:: CHALLENGE ::
Output the line containing "the stethoscope in" and all subsequent lines of the listing below, copied exactly, with no other lines.

* Begin RECORDS FOR THIS EXERCISE *

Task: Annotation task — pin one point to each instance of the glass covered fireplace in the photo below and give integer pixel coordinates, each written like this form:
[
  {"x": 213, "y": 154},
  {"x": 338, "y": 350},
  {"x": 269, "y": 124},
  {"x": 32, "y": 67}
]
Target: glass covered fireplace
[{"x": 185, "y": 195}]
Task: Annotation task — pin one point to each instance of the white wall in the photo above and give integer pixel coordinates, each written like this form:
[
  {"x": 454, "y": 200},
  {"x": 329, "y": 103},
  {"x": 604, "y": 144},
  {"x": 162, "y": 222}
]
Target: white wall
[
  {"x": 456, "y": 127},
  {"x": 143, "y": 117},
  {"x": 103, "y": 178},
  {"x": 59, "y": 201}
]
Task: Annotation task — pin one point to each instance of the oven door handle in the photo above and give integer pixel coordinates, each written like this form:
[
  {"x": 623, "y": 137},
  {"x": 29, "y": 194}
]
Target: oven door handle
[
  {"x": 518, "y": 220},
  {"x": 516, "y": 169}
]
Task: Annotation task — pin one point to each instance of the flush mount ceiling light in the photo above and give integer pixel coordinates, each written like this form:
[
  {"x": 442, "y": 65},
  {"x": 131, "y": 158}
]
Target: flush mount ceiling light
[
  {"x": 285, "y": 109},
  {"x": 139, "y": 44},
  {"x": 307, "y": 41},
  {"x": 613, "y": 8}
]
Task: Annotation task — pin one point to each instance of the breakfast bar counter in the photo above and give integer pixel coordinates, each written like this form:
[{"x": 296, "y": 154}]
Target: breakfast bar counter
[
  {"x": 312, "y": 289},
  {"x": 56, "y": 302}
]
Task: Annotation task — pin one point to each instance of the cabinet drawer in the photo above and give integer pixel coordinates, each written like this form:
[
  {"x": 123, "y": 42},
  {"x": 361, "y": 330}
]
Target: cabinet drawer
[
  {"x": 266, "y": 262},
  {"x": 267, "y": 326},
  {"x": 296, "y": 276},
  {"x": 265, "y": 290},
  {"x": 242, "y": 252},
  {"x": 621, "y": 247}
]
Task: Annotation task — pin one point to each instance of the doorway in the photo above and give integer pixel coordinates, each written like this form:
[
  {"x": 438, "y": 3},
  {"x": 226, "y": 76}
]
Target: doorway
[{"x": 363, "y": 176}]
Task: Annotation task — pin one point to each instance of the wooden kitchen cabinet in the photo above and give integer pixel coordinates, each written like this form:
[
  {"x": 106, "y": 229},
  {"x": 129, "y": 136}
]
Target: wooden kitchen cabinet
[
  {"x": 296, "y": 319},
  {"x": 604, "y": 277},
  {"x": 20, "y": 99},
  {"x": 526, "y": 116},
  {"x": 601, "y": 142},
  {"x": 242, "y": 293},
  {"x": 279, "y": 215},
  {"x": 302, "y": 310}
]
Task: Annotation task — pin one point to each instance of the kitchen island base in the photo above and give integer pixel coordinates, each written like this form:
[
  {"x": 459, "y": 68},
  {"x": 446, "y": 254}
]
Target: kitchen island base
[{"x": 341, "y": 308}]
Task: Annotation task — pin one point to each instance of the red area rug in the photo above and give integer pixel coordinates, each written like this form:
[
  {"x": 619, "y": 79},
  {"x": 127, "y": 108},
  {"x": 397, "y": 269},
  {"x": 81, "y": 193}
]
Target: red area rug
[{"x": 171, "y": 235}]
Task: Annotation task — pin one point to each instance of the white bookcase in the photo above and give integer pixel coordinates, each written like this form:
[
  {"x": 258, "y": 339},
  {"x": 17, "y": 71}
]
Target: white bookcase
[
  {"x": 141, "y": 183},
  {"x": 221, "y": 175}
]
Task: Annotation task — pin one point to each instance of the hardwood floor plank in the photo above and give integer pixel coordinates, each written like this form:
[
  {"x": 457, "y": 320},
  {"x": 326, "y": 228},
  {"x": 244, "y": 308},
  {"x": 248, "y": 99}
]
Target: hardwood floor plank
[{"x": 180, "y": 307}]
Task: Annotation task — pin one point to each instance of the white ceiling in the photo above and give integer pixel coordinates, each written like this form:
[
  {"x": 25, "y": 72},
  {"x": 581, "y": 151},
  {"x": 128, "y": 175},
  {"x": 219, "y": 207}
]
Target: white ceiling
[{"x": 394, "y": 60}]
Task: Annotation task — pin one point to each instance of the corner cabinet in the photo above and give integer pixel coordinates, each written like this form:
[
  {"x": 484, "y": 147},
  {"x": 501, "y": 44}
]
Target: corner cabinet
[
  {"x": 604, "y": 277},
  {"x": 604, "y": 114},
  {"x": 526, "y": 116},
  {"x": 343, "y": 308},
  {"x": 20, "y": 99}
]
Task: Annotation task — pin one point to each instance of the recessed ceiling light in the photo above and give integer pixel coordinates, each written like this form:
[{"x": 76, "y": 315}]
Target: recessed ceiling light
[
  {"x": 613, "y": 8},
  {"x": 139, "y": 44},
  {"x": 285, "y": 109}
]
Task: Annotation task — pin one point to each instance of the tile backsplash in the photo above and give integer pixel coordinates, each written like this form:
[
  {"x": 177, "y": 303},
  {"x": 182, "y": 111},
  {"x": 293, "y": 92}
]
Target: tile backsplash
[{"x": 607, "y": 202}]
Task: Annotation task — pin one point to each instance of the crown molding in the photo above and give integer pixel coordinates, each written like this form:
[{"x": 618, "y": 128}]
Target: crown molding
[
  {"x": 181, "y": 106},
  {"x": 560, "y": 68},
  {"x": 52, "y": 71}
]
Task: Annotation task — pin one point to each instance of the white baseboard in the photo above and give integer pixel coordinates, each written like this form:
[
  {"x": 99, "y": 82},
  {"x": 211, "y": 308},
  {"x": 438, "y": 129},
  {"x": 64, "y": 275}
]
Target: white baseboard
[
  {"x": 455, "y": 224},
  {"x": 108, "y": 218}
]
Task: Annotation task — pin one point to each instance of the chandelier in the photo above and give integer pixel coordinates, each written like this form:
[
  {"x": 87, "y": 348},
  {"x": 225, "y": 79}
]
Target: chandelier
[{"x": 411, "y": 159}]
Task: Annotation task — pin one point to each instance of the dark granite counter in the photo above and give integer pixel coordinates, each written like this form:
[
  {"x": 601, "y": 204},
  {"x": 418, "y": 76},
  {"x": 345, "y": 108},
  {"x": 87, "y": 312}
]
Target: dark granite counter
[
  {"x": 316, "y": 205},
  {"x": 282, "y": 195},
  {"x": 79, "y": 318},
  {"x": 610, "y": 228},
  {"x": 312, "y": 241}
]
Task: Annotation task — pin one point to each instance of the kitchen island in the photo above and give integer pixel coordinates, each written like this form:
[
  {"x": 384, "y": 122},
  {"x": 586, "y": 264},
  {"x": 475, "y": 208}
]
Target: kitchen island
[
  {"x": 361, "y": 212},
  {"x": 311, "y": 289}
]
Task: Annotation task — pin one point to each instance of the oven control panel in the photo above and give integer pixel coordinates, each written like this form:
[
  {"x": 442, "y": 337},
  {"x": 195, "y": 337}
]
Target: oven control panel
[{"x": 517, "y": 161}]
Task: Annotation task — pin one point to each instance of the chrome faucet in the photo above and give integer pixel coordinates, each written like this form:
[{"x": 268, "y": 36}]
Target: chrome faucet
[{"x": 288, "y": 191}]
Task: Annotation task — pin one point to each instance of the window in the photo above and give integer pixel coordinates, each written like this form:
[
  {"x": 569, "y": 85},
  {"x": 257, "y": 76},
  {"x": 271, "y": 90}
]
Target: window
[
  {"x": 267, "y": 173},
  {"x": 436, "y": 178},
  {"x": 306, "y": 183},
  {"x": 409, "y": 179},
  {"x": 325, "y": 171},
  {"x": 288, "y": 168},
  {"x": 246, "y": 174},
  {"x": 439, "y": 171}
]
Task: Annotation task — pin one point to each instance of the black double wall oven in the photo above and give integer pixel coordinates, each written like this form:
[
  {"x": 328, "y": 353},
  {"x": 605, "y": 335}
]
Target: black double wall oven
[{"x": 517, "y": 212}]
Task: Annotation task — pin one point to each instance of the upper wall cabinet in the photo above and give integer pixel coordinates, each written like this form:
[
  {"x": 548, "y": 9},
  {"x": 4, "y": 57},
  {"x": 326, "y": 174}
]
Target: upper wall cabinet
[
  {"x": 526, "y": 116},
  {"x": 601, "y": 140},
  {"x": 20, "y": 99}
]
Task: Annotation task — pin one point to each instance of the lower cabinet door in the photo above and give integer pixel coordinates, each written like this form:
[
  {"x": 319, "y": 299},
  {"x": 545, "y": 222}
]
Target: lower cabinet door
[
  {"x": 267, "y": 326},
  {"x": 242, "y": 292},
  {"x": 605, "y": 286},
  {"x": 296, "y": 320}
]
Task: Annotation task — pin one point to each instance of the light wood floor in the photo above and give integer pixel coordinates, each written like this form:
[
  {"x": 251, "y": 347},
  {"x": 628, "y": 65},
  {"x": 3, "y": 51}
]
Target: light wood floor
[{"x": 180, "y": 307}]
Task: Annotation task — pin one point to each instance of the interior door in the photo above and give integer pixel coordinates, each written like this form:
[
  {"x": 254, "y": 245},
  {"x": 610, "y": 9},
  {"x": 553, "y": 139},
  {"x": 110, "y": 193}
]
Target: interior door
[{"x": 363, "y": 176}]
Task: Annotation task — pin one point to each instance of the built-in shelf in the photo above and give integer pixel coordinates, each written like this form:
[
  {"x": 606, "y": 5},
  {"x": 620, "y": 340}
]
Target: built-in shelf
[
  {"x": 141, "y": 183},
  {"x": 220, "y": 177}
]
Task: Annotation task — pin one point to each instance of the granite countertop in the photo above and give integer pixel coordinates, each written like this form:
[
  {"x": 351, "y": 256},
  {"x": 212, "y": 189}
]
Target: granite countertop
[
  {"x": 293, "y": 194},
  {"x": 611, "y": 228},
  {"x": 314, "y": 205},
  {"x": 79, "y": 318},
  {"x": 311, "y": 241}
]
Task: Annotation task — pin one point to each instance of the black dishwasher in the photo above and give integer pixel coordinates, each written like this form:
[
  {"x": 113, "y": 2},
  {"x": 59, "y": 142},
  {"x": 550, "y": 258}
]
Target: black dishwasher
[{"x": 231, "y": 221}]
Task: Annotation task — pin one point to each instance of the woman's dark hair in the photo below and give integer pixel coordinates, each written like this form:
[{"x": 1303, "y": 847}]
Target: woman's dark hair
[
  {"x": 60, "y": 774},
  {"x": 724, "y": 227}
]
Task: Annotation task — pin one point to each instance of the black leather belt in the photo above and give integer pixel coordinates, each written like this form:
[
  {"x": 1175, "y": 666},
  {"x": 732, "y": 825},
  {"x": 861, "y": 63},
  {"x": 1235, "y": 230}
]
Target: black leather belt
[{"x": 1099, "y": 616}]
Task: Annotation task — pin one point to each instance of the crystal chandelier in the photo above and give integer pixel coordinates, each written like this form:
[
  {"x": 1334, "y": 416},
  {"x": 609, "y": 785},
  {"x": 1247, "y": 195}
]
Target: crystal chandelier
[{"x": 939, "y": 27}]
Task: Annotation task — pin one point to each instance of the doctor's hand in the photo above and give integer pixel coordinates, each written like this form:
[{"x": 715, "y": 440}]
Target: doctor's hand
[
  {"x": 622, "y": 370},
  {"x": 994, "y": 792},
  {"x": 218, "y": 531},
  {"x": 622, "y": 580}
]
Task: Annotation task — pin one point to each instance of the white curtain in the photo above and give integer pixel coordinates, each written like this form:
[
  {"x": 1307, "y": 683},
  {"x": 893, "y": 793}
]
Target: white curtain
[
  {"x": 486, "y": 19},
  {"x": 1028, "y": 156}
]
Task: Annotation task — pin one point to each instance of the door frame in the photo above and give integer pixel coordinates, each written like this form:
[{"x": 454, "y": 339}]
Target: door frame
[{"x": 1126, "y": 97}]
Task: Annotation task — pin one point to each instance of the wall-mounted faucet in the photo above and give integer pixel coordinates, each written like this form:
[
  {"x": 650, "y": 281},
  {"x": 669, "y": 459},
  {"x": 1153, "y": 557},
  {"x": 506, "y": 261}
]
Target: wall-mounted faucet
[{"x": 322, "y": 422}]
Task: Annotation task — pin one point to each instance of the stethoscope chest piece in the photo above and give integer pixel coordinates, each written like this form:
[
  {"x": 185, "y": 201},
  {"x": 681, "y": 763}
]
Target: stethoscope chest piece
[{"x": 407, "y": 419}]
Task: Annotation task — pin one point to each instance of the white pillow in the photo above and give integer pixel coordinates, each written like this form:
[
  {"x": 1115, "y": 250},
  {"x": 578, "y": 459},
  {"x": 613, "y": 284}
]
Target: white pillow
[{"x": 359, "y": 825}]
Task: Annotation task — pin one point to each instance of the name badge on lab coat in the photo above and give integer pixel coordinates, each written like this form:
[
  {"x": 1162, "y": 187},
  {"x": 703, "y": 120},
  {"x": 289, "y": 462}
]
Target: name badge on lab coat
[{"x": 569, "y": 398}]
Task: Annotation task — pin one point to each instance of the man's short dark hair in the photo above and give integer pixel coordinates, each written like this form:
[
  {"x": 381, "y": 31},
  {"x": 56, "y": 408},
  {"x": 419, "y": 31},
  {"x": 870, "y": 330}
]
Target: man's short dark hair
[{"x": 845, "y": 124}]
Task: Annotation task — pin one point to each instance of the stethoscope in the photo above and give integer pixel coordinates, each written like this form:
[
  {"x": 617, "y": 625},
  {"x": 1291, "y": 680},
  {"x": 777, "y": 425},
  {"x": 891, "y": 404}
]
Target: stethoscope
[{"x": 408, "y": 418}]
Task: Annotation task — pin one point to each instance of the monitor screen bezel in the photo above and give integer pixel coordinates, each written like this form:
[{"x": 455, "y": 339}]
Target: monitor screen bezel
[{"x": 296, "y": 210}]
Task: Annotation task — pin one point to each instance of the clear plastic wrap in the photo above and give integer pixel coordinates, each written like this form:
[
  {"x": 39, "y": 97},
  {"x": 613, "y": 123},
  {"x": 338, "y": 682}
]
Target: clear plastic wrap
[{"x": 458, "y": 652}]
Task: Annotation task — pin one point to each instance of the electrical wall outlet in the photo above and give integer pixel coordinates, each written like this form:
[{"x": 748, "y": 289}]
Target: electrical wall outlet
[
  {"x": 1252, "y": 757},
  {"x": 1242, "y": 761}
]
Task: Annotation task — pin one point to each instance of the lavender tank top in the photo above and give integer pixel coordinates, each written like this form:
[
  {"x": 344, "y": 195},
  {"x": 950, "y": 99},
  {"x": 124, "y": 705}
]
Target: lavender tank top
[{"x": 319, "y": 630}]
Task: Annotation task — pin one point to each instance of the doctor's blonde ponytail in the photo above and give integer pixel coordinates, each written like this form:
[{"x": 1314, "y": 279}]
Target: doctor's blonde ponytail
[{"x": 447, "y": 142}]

* End RECORDS FOR THIS EXERCISE *

:: SOLUTION ::
Task: Annotation task — pin one point to each instance of the stethoscope in the photo above and give integer pixel coordinates, each written like this form:
[
  {"x": 617, "y": 625},
  {"x": 1291, "y": 680},
  {"x": 777, "y": 425},
  {"x": 891, "y": 404}
]
Target: stethoscope
[{"x": 408, "y": 418}]
Task: Annotation task — pin one point to each instance of the monitor screen bezel in the photo above and give integer pixel coordinates, each written like this form:
[{"x": 455, "y": 339}]
Target: monitor screen bezel
[{"x": 296, "y": 210}]
Task: Annotation task — pin one point to each instance of the clear plastic wrap in the photo above and give integer pixel coordinates, each written like this form:
[
  {"x": 39, "y": 97},
  {"x": 613, "y": 123},
  {"x": 338, "y": 682}
]
Target: clear plastic wrap
[{"x": 458, "y": 652}]
Task: Annotation task — pin one point to each instance of the electrical wall outlet in the photo above and give integer pixel coordinates, each written like this form:
[{"x": 748, "y": 289}]
Target: electrical wall outlet
[
  {"x": 1252, "y": 757},
  {"x": 1242, "y": 761}
]
Task: Annotation task — pin one point to each instance of the lavender tank top in the photo above and give integer pixel coordinates, each written like this form:
[
  {"x": 344, "y": 195},
  {"x": 950, "y": 99},
  {"x": 124, "y": 705}
]
Target: lavender tank top
[{"x": 319, "y": 630}]
Task: Annotation task — pin one point to each instance of the doctor's blonde ponytail in the photo above and give integer pixel coordinates, each written like this form:
[{"x": 1314, "y": 279}]
Target: doctor's blonde ponytail
[{"x": 447, "y": 142}]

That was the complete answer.